BEGIN Dataset excerpts
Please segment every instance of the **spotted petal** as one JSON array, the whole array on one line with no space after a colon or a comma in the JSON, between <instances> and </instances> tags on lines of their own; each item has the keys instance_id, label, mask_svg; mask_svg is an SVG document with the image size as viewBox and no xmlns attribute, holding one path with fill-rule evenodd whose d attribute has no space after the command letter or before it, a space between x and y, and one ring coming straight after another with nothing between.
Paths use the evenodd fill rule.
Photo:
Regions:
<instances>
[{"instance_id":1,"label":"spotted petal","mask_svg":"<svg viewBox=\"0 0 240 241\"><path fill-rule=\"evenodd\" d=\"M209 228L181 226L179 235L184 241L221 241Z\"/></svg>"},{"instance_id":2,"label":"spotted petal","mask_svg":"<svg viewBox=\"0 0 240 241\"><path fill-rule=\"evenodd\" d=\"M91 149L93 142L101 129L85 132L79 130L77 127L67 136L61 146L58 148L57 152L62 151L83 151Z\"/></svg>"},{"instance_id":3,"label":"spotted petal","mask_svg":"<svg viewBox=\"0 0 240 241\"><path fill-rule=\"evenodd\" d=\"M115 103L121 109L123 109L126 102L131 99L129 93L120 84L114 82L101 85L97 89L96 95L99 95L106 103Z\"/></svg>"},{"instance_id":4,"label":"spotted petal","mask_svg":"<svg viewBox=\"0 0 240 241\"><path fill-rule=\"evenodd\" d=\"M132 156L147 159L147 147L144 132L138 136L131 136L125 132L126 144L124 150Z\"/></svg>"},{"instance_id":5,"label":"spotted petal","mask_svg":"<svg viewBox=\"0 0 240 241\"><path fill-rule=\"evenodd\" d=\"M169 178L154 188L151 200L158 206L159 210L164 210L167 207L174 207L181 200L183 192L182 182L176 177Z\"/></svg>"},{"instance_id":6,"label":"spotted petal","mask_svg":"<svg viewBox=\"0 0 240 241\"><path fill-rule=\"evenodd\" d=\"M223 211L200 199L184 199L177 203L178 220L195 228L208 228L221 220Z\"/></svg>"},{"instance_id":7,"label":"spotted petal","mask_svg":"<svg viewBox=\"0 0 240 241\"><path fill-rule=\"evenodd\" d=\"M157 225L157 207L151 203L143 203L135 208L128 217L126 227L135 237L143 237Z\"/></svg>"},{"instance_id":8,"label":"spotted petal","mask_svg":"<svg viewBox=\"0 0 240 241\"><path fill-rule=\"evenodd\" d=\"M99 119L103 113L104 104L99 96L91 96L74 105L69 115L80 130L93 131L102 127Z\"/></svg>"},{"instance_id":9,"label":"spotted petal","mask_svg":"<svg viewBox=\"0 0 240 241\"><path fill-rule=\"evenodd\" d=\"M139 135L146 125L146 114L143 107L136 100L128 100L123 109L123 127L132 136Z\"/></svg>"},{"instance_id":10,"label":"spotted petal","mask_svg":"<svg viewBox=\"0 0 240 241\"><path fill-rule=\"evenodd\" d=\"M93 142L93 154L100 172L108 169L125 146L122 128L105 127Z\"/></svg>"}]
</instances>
END Dataset excerpts
Task statement: All of the entries above need to be retyped exactly.

Solution to this exercise:
Please segment every instance of the **spotted petal** as one JSON array, the whole array on one line with no space after a colon or a comma in the JSON, between <instances> and </instances> tags on lines of their own; each item has the keys instance_id, label, mask_svg; mask_svg is an SVG document with the image size as viewBox and no xmlns attribute, holding one path with fill-rule evenodd whose d attribute has no space after the command letter or before it, a space between x and y, and one ring coming straight after another with nothing between.
Paths use the evenodd fill rule.
Photo:
Regions:
<instances>
[{"instance_id":1,"label":"spotted petal","mask_svg":"<svg viewBox=\"0 0 240 241\"><path fill-rule=\"evenodd\" d=\"M209 228L181 226L179 235L184 241L221 241Z\"/></svg>"},{"instance_id":2,"label":"spotted petal","mask_svg":"<svg viewBox=\"0 0 240 241\"><path fill-rule=\"evenodd\" d=\"M91 149L93 142L101 129L85 132L79 130L77 127L67 136L61 146L58 148L57 152L62 151L83 151Z\"/></svg>"},{"instance_id":3,"label":"spotted petal","mask_svg":"<svg viewBox=\"0 0 240 241\"><path fill-rule=\"evenodd\" d=\"M115 103L121 109L123 109L126 102L131 99L129 93L120 84L114 82L101 85L97 89L96 95L99 95L106 103Z\"/></svg>"},{"instance_id":4,"label":"spotted petal","mask_svg":"<svg viewBox=\"0 0 240 241\"><path fill-rule=\"evenodd\" d=\"M132 156L147 159L147 147L144 132L138 136L131 136L125 132L126 144L124 150Z\"/></svg>"},{"instance_id":5,"label":"spotted petal","mask_svg":"<svg viewBox=\"0 0 240 241\"><path fill-rule=\"evenodd\" d=\"M169 178L154 188L151 200L158 206L159 210L164 210L167 207L174 207L181 200L183 192L182 182L176 177Z\"/></svg>"},{"instance_id":6,"label":"spotted petal","mask_svg":"<svg viewBox=\"0 0 240 241\"><path fill-rule=\"evenodd\" d=\"M223 211L200 199L184 199L177 203L178 220L195 228L208 228L221 220Z\"/></svg>"},{"instance_id":7,"label":"spotted petal","mask_svg":"<svg viewBox=\"0 0 240 241\"><path fill-rule=\"evenodd\" d=\"M157 225L157 207L151 203L143 203L135 208L128 217L126 227L135 237L143 237Z\"/></svg>"},{"instance_id":8,"label":"spotted petal","mask_svg":"<svg viewBox=\"0 0 240 241\"><path fill-rule=\"evenodd\" d=\"M99 119L103 113L104 104L99 96L91 96L74 105L69 115L80 130L93 131L102 127Z\"/></svg>"},{"instance_id":9,"label":"spotted petal","mask_svg":"<svg viewBox=\"0 0 240 241\"><path fill-rule=\"evenodd\" d=\"M139 135L146 125L146 114L143 107L136 100L128 100L123 109L123 127L132 136Z\"/></svg>"},{"instance_id":10,"label":"spotted petal","mask_svg":"<svg viewBox=\"0 0 240 241\"><path fill-rule=\"evenodd\" d=\"M93 142L93 154L100 172L108 169L125 146L122 128L105 127Z\"/></svg>"}]
</instances>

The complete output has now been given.